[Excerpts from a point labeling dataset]
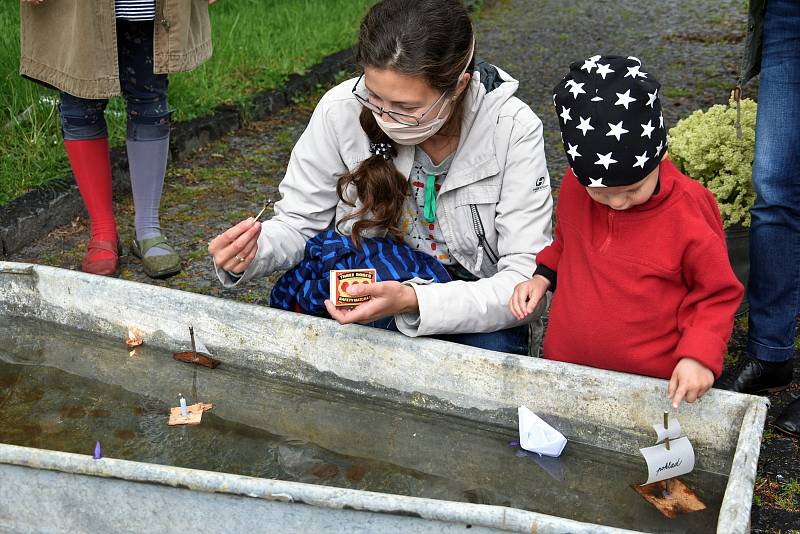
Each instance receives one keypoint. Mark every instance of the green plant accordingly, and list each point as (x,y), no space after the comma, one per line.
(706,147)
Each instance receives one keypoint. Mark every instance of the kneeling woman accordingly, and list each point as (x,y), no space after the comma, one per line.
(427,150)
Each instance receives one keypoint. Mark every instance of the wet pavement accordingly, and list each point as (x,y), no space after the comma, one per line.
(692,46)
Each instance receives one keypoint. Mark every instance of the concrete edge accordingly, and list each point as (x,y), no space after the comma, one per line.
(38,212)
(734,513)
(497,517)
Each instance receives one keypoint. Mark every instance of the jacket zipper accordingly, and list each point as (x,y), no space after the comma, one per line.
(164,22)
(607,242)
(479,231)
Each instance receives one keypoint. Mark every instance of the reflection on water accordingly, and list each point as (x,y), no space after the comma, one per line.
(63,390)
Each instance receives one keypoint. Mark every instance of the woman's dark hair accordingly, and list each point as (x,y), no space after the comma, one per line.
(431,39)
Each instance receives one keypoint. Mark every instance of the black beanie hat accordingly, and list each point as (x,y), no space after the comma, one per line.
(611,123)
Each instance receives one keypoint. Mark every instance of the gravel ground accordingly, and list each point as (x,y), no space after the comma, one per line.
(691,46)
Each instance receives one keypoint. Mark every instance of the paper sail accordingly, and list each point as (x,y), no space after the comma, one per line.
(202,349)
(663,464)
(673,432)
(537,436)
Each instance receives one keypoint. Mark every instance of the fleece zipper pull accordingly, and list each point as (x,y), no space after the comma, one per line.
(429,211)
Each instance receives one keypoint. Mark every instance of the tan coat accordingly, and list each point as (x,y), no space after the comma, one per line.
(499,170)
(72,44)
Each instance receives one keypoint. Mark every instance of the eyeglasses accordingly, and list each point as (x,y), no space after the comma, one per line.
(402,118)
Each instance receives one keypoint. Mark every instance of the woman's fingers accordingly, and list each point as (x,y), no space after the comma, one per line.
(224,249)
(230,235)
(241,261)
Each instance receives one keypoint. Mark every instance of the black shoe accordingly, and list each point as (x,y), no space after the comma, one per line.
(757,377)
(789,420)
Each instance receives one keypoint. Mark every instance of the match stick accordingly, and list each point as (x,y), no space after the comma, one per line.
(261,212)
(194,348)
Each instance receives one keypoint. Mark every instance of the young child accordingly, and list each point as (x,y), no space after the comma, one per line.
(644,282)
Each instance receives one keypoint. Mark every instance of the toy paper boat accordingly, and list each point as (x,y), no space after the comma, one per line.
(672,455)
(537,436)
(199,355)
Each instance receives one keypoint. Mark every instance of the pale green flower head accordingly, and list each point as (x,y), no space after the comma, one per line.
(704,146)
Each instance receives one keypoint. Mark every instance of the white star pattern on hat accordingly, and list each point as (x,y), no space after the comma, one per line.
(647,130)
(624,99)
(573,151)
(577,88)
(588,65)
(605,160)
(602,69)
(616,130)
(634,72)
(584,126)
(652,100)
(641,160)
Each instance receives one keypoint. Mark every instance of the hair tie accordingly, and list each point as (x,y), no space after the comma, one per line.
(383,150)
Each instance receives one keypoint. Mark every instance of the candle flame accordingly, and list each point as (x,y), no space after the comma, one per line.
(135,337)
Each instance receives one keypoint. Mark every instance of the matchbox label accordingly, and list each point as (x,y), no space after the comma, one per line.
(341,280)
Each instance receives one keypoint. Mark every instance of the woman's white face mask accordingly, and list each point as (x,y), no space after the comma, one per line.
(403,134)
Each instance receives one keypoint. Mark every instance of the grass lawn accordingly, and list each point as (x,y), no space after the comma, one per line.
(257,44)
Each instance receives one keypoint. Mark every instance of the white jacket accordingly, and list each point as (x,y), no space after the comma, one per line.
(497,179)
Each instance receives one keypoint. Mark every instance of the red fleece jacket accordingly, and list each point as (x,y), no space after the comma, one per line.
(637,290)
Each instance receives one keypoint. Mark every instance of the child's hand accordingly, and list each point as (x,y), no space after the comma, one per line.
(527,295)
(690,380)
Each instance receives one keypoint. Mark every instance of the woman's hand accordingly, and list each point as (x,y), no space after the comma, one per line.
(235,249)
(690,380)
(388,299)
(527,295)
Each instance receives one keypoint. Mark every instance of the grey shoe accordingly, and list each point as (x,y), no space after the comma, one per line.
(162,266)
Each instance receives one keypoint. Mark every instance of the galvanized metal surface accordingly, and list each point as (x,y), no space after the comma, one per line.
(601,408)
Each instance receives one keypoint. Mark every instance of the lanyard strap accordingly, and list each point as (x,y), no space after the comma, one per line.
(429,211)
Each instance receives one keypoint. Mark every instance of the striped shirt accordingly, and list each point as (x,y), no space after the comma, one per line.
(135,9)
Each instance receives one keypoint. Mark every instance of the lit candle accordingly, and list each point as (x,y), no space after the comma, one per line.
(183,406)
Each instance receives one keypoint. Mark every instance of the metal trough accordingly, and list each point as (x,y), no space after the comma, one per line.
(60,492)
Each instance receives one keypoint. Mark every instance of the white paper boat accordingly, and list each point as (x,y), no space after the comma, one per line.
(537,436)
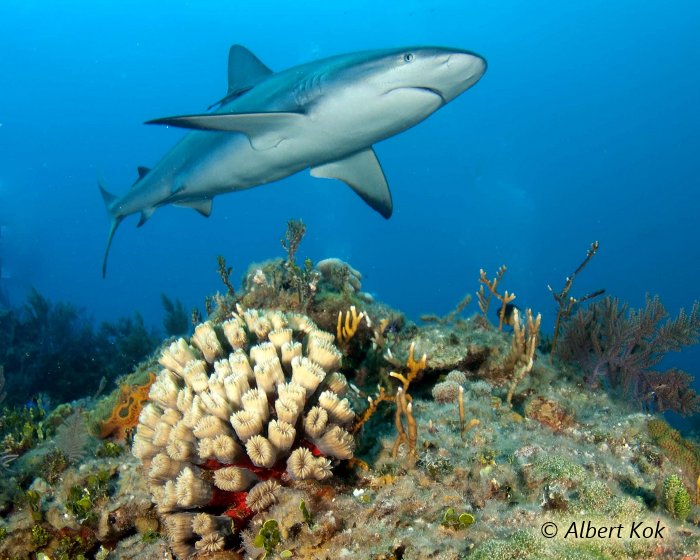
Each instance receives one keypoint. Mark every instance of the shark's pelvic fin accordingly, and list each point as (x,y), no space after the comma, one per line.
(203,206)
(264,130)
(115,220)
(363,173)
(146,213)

▶ [INSTRUCTIONS FOR THE TASK]:
Reproduce the data word for word, from the line containing "of the metal" through the end of the data, and leave the picture out.

▶ [RESULT]:
Each instance receives one keypoint. Mark every instance of the metal trough accordingly, and list each point as (x,y), no space after the comma, one per line.
(60,492)
Each instance receives one keypoint. Mark every instance of the white paper boat accordingly, and list each point as (x,y), no space after the comma, one per line.
(537,436)
Each instance receives one keypoint. Mark every instance of the shark's pelvic fin accordingly, and list each point as (x,y), no space after the comma, one per line.
(203,206)
(264,130)
(115,220)
(363,173)
(146,213)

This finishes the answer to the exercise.